## TEKS BACAAN
_____

Arbitrase Internasional Menangkan Gugatan Indonesia atas Newmont
Pengadilan arbitrase internasional memenangkan gugatan Pemerintah Indonesia atas PT Newmont Nusa Tenggara (NTT) terkait sengketa divestasi saham perusahaan tambang tersebut.Sesuai putusan yang diambil, Newmont diharuskan mendivestasi 17 persen sahamnya kepada pihak nasional Indonesia dalam waktu 180 hari sejak putusan arbitrase dikeluarkan. “Kalau sampai 180 hari Newmont belum juga mendivestasikan sahamnya, maka pemerintah bisa mencabut kontrak karyanya.

_____

## Butir data
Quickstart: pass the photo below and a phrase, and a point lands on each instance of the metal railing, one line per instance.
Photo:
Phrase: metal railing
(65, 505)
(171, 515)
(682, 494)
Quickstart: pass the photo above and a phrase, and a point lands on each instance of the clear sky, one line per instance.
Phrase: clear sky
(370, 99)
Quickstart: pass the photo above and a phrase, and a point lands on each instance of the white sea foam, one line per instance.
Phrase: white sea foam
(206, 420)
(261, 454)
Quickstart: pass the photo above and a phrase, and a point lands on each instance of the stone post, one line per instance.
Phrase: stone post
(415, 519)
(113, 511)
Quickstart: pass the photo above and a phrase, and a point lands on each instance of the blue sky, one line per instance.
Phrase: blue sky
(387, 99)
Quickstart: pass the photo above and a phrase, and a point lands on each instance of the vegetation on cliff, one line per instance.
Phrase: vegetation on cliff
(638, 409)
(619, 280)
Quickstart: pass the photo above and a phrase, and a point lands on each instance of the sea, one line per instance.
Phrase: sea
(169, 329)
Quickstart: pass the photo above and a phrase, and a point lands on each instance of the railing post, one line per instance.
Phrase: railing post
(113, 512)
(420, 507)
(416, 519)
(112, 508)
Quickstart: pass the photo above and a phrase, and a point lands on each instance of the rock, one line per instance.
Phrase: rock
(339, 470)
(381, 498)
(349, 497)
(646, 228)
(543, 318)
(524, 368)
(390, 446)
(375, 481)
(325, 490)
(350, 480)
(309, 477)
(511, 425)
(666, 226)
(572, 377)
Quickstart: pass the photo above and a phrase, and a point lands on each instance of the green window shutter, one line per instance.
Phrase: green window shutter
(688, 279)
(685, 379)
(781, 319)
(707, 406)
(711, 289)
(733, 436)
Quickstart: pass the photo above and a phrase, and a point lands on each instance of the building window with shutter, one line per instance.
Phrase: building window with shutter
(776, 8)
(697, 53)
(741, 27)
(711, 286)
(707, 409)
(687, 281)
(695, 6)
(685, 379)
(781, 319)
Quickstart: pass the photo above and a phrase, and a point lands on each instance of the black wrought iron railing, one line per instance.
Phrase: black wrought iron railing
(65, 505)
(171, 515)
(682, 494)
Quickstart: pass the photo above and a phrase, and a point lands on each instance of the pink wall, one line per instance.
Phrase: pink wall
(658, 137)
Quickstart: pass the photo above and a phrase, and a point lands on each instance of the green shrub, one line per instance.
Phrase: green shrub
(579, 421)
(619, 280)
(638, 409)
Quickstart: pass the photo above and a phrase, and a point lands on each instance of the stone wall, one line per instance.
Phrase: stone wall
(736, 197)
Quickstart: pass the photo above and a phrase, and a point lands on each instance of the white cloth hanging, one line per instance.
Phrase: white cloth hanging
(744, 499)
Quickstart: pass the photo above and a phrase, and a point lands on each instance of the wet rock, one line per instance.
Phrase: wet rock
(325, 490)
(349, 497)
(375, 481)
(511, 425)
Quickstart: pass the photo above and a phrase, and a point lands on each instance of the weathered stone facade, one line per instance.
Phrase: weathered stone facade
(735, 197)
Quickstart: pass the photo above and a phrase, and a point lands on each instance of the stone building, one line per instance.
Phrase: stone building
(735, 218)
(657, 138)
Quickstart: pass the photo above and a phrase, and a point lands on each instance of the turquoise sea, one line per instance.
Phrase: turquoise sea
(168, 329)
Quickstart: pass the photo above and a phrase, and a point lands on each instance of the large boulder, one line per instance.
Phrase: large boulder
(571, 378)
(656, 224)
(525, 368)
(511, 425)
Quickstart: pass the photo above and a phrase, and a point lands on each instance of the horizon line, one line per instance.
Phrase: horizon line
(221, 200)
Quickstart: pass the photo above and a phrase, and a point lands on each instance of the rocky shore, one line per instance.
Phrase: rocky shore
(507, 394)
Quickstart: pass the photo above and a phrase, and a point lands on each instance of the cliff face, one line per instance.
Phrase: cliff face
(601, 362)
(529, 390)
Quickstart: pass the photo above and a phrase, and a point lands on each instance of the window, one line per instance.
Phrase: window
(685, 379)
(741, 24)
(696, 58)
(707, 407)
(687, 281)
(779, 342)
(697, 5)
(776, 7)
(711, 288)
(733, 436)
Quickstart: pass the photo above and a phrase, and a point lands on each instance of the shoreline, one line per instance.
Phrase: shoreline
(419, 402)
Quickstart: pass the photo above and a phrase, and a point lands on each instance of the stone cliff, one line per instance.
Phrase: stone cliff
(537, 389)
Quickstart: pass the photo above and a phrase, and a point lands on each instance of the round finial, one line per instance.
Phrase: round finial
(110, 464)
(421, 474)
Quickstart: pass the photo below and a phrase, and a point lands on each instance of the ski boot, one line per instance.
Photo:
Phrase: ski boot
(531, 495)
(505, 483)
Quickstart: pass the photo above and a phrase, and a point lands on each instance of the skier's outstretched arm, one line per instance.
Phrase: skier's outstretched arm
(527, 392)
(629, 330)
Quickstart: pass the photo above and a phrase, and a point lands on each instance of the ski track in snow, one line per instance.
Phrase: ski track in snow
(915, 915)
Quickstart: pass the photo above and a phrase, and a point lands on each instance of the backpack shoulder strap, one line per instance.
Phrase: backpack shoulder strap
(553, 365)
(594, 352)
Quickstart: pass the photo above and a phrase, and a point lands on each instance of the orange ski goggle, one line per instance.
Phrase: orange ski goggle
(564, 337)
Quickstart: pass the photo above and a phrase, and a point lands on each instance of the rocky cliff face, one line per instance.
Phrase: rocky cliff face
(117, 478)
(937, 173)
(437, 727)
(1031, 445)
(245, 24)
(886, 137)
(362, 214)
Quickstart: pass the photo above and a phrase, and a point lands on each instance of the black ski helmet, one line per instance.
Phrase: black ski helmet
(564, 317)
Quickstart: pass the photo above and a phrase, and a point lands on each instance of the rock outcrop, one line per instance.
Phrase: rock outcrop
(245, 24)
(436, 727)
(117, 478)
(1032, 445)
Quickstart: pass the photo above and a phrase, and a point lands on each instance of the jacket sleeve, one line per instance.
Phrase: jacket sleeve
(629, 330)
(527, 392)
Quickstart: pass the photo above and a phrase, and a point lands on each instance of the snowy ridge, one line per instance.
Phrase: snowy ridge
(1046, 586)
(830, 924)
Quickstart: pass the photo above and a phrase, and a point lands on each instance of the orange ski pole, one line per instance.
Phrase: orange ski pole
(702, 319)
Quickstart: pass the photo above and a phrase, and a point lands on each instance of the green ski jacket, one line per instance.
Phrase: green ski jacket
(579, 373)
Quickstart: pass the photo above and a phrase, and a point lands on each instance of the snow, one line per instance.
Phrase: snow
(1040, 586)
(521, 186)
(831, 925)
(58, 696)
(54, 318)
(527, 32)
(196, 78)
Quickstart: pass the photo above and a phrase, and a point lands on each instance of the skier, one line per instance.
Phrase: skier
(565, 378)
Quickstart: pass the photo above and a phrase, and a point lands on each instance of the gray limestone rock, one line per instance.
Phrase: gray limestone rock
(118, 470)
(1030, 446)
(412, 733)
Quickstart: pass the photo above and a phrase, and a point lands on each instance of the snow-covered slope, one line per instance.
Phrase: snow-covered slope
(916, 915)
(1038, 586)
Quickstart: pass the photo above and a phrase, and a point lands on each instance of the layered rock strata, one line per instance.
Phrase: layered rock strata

_____

## SOAL DAN TUGAS
a - Tuliskan ulang bagian bacaan tentang sengketa Newmont yang dimulai dari "Arbitrase Internasional Menangkan" dan berakhir pada "mencabut kontrak karyanya.".
b - Sebutkan jumlah baris teks dalam baris data yang memuat kata "rocky"; tulis angkanya saja.
Baris data ini sama sekali tidak berkaitan dengan bacaan.

## JAWABAN TUGAS
a -
Arbitrase Internasional Menangkan Gugatan Indonesia atas Newmont
Pengadilan arbitrase internasional memenangkan gugatan Pemerintah Indonesia atas PT Newmont Nusa Tenggara (NTT) terkait sengketa divestasi saham perusahaan tambang tersebut.Sesuai putusan yang diambil, Newmont diharuskan mendivestasi 17 persen sahamnya kepada pihak nasional Indonesia dalam waktu 180 hari sejak putusan arbitrase dikeluarkan. “Kalau sampai 180 hari Newmont belum juga mendivestasikan sahamnya, maka pemerintah bisa mencabut kontrak karyanya.

b - 4